Questions to answer:
1) In the article on polonium and Arafat's death, which clinical symptoms of Arafat are listed?
2) Continue the article on polonium and Arafat's death, starting after its last sentence.

Computer modelling, which calculates polonium's very fast decay, found that these levels "are compatible with a lethal ingestion of several GBq," or several billion becquerels, in 2004, they said.

In addition, says the report, Arafat's clinical symptoms "could not rule out" polonium poisoning.

These include nausea, vomiting, fatigue and abdominal pain.

"Since ingested polonium 210 is eliminated partly through faeces, the gastro-intestinal syndrome, associated with multiple organ failure, could be a predominant cause of death," the authors suggest.

They acknowledge, though, that Arafat showed no hair loss or decline in bone marrow activity—symptoms that typically occur in .

The team regret that no post-mortem investigation was carried out after Arafat's death.

"An autopsy would have been useful in this case because although potential polonium poisoning might not have been identified during that procedure, body samples could have been kept and tested afterwards."

On July 3 2012, one of the authors, Francois Bochud, who is head of the Institute of Radiation Physics, told Al-Jazeera that the team "did find some significant polonium" in Arafat's belongings.

"If (Suha Arafat) really wants to know what happened to her husband (we need) to find a sample—I mean an exhumation—should provide with a sample that should have a very high quantity of polonium if he was poisoned," he told the Mideast TV news channel.

Beatrice Schaad, head of communications at the Vaudois University Hospital Centre (CHUV) which is in charge of the institute, said the case report was the "scientific version" of what was given to the media.

"There is nothing new compared with what was said" in 2012, she told AFP. "There is still no conclusion that he was poisoned."

Polonium, a highly radioactive material

Polonium, the poison scientists suspect may be the cause of Palestinian leader Yasser Arafat's death in 2004, is a highly radioactive material rarely found outside military and scientific circles.

Swiss radiation experts have confirmed they found traces of polonium on clothing used by Arafat which "support the possibility" the veteran Palestinian leader was poisoned.

Dataset entries:

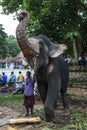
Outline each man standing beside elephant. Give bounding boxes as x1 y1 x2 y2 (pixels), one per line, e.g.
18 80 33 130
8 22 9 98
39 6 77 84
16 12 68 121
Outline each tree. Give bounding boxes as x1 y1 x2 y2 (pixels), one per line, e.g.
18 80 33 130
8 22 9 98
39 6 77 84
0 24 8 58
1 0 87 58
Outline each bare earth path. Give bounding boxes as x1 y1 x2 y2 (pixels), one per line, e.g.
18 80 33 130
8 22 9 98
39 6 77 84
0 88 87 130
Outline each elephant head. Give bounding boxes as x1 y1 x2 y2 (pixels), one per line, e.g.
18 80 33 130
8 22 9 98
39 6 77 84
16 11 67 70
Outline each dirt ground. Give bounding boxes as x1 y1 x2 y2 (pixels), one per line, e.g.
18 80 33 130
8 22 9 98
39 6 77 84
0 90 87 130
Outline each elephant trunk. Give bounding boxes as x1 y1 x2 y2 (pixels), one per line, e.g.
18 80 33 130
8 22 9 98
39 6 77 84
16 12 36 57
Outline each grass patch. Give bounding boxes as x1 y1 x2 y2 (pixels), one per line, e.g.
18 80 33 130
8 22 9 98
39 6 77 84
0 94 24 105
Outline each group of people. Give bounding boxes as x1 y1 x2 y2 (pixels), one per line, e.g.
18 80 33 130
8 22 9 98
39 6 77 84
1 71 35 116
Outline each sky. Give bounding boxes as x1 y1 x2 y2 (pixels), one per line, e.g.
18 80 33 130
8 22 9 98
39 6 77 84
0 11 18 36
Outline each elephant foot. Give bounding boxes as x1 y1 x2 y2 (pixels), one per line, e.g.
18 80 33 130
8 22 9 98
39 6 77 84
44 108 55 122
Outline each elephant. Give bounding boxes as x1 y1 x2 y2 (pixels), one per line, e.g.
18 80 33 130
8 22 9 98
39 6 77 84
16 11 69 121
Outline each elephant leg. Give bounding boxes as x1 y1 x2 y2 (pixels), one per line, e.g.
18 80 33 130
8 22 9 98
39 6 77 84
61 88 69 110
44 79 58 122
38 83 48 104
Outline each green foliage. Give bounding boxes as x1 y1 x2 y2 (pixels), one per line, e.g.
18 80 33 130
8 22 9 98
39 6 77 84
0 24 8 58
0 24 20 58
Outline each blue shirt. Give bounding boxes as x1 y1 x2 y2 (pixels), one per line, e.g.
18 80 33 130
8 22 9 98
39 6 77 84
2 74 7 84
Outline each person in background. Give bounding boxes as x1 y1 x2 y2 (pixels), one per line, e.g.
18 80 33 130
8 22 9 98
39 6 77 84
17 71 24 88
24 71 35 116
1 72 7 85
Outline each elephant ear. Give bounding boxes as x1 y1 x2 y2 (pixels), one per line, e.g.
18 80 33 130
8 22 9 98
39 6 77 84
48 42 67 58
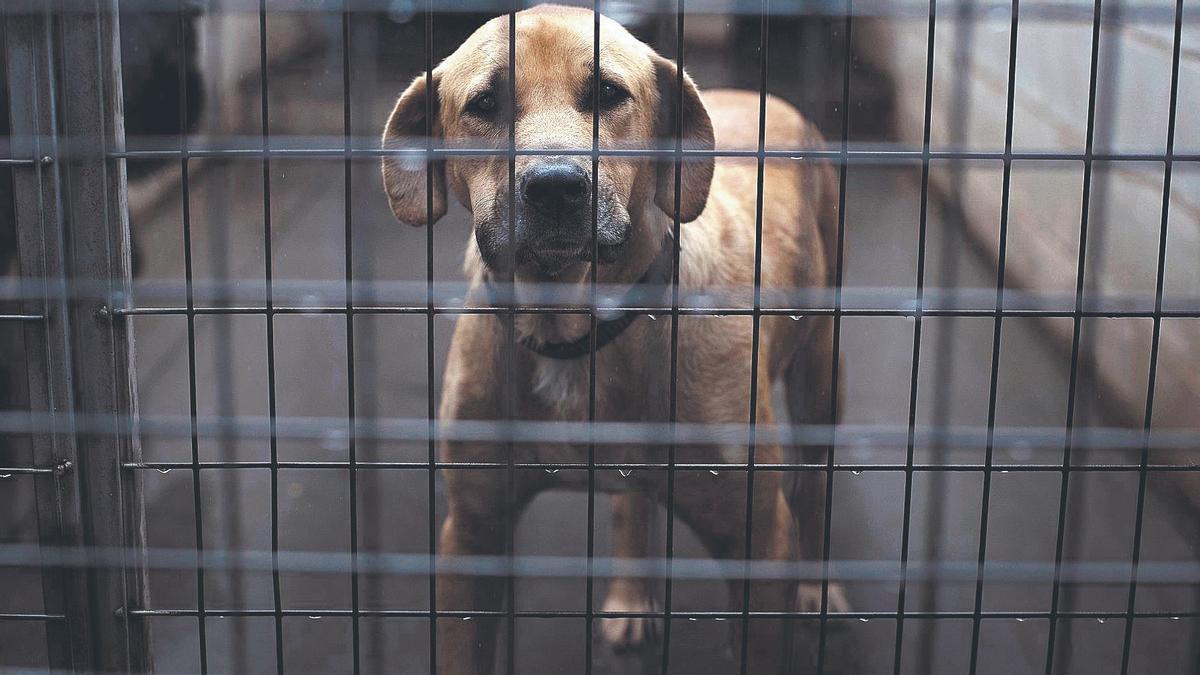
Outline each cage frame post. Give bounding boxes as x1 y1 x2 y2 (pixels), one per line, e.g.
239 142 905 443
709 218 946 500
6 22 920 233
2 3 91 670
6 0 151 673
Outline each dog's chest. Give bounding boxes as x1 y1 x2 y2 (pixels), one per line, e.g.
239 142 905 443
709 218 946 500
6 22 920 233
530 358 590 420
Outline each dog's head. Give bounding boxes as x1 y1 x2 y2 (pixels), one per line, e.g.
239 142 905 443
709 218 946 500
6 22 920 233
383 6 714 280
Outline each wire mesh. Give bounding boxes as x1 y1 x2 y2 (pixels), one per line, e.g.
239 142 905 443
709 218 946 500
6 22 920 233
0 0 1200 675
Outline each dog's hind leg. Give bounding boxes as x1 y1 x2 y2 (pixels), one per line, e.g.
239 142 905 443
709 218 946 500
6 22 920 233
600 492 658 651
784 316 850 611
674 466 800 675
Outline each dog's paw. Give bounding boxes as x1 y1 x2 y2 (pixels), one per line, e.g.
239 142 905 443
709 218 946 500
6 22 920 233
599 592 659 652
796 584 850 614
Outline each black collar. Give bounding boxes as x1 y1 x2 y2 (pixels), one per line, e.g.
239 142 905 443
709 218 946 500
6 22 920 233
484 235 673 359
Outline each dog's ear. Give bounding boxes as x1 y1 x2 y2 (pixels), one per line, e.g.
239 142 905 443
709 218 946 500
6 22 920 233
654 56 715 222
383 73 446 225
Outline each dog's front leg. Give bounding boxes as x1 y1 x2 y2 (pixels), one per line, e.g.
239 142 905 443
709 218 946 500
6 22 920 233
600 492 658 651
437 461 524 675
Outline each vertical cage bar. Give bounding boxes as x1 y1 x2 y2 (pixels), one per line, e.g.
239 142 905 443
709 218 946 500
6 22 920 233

==

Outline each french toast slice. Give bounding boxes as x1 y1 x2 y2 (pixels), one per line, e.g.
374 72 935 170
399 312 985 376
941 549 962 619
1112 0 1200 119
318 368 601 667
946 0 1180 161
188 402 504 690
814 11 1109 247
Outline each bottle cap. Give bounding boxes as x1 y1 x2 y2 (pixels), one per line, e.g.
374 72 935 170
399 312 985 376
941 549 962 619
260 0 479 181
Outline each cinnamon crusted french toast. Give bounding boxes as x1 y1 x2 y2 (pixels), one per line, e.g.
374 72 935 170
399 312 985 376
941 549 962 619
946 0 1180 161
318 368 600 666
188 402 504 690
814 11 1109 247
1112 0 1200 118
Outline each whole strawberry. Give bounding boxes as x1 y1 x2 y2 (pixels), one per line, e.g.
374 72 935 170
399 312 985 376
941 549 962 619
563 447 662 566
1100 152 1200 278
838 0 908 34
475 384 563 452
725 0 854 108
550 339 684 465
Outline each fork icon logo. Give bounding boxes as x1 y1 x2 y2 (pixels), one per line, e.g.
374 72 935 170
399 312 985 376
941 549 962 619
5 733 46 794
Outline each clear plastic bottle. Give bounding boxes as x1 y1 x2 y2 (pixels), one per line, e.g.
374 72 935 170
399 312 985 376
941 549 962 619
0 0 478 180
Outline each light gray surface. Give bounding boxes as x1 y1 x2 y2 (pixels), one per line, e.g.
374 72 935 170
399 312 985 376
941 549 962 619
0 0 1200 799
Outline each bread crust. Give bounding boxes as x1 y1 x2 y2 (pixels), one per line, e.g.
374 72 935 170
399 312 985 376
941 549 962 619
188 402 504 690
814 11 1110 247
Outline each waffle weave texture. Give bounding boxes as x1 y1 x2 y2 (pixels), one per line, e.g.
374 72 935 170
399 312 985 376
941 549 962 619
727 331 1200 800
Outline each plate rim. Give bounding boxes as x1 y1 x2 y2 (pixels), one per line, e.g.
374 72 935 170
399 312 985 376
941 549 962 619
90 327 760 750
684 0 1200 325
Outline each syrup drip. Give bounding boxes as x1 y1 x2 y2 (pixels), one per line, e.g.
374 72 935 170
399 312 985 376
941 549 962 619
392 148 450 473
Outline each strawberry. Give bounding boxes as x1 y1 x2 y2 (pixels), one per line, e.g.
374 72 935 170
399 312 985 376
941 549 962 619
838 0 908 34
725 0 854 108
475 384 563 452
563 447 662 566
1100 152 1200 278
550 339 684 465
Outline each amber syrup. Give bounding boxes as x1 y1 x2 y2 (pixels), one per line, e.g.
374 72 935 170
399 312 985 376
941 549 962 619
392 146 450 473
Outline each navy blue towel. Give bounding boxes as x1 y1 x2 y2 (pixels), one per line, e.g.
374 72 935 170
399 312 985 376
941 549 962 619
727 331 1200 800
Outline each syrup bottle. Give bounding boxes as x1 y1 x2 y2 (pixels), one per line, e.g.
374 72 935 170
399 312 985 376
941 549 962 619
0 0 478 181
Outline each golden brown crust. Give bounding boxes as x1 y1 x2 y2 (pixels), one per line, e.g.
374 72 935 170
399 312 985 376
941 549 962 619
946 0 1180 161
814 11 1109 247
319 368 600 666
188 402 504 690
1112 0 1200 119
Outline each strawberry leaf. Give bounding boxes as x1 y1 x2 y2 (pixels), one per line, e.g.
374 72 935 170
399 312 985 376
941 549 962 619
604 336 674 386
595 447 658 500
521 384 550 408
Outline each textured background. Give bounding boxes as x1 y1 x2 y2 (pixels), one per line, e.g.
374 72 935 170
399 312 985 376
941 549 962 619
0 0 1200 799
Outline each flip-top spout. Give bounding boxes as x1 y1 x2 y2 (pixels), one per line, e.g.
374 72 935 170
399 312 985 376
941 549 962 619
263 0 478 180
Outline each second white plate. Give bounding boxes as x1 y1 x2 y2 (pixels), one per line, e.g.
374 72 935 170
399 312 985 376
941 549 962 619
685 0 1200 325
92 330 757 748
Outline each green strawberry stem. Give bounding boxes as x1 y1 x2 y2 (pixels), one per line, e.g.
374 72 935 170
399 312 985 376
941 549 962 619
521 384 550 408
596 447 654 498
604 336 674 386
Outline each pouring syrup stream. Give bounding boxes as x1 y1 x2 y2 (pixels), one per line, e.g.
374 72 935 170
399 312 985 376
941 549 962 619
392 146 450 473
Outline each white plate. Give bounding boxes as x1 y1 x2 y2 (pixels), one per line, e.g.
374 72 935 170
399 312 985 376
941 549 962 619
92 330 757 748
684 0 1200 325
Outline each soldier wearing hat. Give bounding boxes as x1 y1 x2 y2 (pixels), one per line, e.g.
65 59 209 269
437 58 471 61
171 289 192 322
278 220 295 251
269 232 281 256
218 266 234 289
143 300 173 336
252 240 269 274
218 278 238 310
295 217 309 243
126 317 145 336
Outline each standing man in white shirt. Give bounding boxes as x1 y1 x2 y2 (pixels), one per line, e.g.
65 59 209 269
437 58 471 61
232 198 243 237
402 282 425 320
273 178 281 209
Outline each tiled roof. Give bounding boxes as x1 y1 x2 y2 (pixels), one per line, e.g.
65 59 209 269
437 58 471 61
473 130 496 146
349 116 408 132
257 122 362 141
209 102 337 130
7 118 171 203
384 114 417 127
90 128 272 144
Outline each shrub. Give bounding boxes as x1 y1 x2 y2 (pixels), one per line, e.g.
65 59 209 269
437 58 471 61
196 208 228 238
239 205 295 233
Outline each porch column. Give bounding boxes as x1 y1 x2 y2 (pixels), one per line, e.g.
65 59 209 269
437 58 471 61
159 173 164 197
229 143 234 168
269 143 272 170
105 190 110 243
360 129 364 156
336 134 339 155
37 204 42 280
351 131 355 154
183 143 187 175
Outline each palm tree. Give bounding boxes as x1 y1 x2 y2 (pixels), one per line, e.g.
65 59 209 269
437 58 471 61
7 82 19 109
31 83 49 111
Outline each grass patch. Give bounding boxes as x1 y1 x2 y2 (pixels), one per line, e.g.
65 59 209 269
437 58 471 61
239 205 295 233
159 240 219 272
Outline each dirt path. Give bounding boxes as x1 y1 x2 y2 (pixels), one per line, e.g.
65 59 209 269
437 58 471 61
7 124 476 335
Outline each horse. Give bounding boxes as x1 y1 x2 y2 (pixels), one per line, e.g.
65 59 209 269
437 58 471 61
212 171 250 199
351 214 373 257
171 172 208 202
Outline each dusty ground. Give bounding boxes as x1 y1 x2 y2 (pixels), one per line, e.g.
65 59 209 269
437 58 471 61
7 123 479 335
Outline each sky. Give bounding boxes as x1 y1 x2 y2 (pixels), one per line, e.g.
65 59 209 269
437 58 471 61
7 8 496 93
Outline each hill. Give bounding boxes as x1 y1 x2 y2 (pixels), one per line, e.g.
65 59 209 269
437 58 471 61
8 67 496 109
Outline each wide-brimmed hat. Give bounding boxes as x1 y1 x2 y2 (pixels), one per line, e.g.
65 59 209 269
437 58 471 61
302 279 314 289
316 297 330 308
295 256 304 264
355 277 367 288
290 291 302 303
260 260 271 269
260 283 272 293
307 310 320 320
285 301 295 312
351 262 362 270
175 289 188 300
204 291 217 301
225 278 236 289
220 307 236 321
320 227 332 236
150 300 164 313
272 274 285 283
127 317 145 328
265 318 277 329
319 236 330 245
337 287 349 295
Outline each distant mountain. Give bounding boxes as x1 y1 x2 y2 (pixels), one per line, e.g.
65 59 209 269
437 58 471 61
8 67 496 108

--

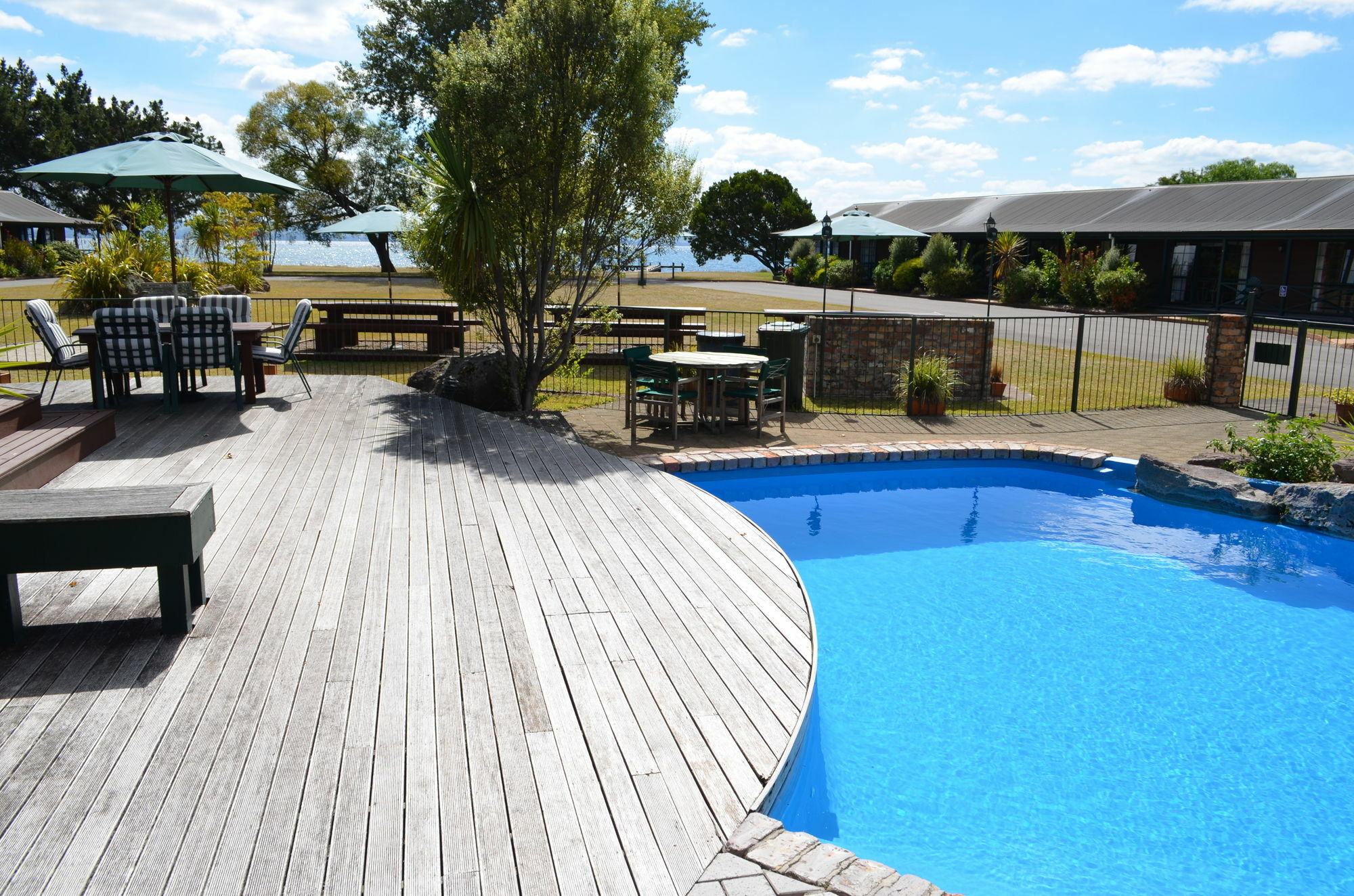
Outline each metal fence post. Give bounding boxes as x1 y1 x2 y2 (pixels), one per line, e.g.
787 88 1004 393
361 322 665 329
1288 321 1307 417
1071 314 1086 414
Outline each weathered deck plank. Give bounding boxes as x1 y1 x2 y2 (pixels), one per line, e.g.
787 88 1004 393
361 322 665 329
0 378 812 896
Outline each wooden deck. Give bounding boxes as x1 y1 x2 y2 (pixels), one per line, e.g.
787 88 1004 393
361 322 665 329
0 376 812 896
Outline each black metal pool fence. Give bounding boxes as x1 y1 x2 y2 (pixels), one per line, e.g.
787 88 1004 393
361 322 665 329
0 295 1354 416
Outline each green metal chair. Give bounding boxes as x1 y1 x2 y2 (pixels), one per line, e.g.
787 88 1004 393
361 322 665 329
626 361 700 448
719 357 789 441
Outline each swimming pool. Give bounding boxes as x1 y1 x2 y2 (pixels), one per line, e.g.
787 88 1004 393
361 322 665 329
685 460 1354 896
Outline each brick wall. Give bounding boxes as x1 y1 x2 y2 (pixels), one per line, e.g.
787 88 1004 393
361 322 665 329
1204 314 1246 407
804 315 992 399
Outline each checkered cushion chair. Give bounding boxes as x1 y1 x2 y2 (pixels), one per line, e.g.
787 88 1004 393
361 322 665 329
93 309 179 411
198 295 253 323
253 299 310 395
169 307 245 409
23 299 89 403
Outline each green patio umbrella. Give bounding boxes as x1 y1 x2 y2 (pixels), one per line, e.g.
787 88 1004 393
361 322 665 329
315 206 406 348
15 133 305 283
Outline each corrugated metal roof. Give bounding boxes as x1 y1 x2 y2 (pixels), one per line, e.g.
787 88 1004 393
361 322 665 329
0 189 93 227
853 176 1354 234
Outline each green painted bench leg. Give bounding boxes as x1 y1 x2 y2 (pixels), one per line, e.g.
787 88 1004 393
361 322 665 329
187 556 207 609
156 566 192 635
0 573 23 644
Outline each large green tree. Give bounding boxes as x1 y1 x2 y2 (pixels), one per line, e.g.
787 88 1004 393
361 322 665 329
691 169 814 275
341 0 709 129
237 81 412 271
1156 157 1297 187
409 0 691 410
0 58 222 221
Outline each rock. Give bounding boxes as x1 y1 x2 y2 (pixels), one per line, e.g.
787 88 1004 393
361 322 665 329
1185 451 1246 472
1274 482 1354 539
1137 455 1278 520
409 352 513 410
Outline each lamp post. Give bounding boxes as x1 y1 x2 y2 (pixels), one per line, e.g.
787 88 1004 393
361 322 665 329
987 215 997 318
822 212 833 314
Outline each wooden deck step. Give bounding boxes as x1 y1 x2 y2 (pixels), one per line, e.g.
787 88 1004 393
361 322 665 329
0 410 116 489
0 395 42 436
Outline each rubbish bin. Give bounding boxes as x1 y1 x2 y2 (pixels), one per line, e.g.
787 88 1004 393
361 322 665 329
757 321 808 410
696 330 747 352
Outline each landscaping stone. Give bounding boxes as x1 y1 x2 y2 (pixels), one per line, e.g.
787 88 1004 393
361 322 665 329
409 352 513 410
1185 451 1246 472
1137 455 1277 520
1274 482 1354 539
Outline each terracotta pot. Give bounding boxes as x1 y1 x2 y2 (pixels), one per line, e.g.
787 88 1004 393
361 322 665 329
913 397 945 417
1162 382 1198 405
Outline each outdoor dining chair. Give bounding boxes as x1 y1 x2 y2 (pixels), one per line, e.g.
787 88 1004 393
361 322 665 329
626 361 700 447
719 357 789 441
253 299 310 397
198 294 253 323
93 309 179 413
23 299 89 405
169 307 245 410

Results of the exercise:
1) Nausea, vomiting, fatigue and abdominal pain.

2)
Arafat died in France on November 11 2004 at the age of 75, but doctors were unable to specify the cause of death. No autopsy was carried out at the time, in line with his widow's request.

His remains were exhumed in November 2012 and samples taken, partly to investigate whether he had been poisoned—a suspicion that grew after the assassination of Russian ex-spy and Kremlin critic Alexander Litvinenko in 2006.

That investigation is ongoing, conducted separately by teams in France, Switzerland and Russia.

Also known as Radium F, it is a rare but naturally occurring metalloid found in uranium ores that emits highly hazardous alpha, or positively charged, particles.

Before being cited in connection with Arafat's death, the substance had been named in the case of Litvinenko, a former Russian spy and dissident who died in a London hospital in 2006 showing symptoms of polonium poisoning.

Small doses of polonium 210 exist in the soil and atmosphere, and even in the human body, but in high doses it is highly toxic if it is ingested or inhaled, and can damage the body's tissues and organs.

It is one of the rarest natural elements: in 10 grams of uranium there is a maximum of a billionth of a gram of polonium.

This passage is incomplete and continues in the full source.